- TESTO FORNITO:
======

Mi limiterò qui a richiamare il punto di vista piagetiano che vede l'intuizione
come una forma di conoscenza precedente rispetto al pensiero operativo, ma
comunque sempre presente di fronte ad un ‘nuovo’ non padroneggiato. Il
bambino, cumulando esperienze psicomotorie e percettive, diventa (e rimane)
capace di un pensiero di tipo sincretico: salta i nessi esplicativi che
funzionano in nuce, mancano i collegamenti logici, temporali, spaziali,
di causa effetto, nel senso che non si rendono espliciti. Il pensiero esplicito
convive, cioè, con quello sincretico e questo continua anche nell'adulto.
Nel pensiero anticipatorio’ il soggetto compie in realtà nella sua mente un
processo che rielabora e rivive esperienze precedenti, rileggendole alla luce
della situazione nuova che sta affrontando: questo gli permette di ‘prevedere’
la strada, semplicemente percorrendo in anticipo un sentiero più volte
percorso. Tuttavia è bene tenere presente che "non potremo sperare che un
ragazzo ‘intuisca’ una soluzione se non ce lo abbiamo preparato, se non lo
abbiamo abituato ad un lavoro che comprenda analisi di esempi particolari,
risoluzione di esercizi e loro discussione con i compagni, riconoscimento di
analogie, proposta di ipotesi, possesso di tecniche di verifica. Inoltre
l'intuizione, come qualsiasi abilità, richiede di essere esercitata e
stimolata: l'insegnante dovrebbe preoccuparsi di provocare continuamente i suoi
allievi ad avanzare ipotesi e a metterle alla prova, osservando esplicitamente
che questo procedimento prevede, anzi esige che si commettano errori".
Si noti che quanto sopra detto riguardo l’intuizione può ugualmente
applicarsi a situazioni fortemente astratte, purché vi sia sufficiente agilità
mentale nel trattare oggetti simbolici appunto quali entità semanticamente
significative. "Quando si comincia ad interessarsi ad una teoria che prima
non era nota, non se ne ha alcuna intuizione e si è del tutto incapaci di fare
per proprio conto ragionamenti analoghi a quelli che si leggono. Poi, a poco a
poco il velo si solleva ! [...] Io credo che il matematico si crei immagini
puramente mentali di tali enti..., in altri termini l’astrazione può essere
utile al costituirsi dell’intuizione, piuttosto che contribuire alla sua
paralisi" .

======

- Estratto del dataset:
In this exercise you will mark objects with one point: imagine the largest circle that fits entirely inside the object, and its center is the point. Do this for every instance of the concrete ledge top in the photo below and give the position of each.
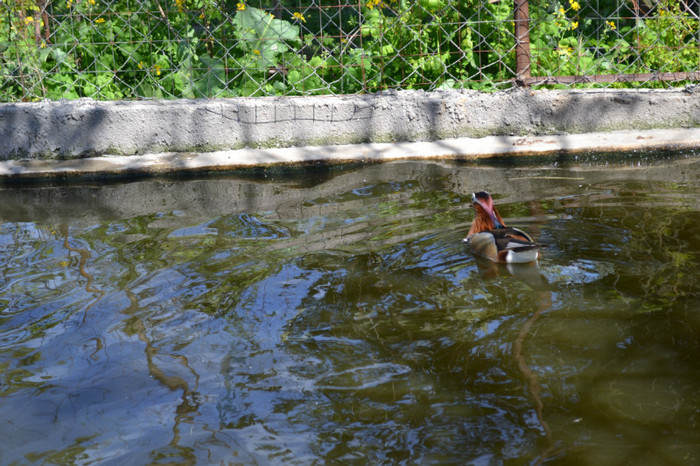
(456, 148)
(88, 128)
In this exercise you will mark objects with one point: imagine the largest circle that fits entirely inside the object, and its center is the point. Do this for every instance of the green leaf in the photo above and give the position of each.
(257, 25)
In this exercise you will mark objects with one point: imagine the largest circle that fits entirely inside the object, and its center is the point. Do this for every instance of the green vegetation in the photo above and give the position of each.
(124, 49)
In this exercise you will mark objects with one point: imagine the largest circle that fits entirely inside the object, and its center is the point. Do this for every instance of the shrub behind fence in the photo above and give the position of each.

======

- ESERCIZIO A:
Ripeti il passo del testo sull'intuizione da «Mi limiterò qui» fino a «diventa (e rimane)» compreso.
- ESERCIZIO B:
Prosegui il testo sull'intuizione a partire dalla sua ultima frase.

- RISPOSTA SCRITTA A:
Mi limiterò qui a richiamare il punto di vista piagetiano che vede l'intuizione
come una forma di conoscenza precedente rispetto al pensiero operativo, ma
comunque sempre presente di fronte ad un ‘nuovo’ non padroneggiato. Il
bambino, cumulando esperienze psicomotorie e percettive, diventa (e rimane)

- RISPOSTA SCRITTA B:
Cerchiamo ora di comprendere come intuizione, astrazione, sintassi e semantica
intervengano nell’acquisizione di un concetto matematico, utilizzando il
modello introdotto da S. Vinner nel 1983 attraverso le due nozioni di definizione
del concetto e di immagine del concetto.
Di ogni cosa, reale o astratta che sia, di cui conosciamo il significato,
abbiamo anche una certa immagine. Essa comprende tutto quello che l’oggetto ci
richiama alla mente, quindi ogni sua rappresentazione visiva e ogni sua
caratteristica. Tutt’altra cosa è la definizione di un concetto, con la quale
vogliamo significare una esposizione verbale che delucidi accuratamente una
nozione, a partire da altre precedentemente supposte note. Accade di avere ben
chiara l’immagine di un oggetto senza che se ne conosca la definizione
formale: fin da bambini ad es. abbiamo impresse nella mente le mozioni di
arancia, casa, treno, ecc. senza che nessuno abbia provveduto (e per molto
tempo, forse per sempre, nessuno lo farà) a fornircene una definizione formale.
Anzi, se ciò avviene in un secondo tempo, è possibile che si verifichi uno ‘scontro’
con l’immagine ormai formata mediante varie esperienze.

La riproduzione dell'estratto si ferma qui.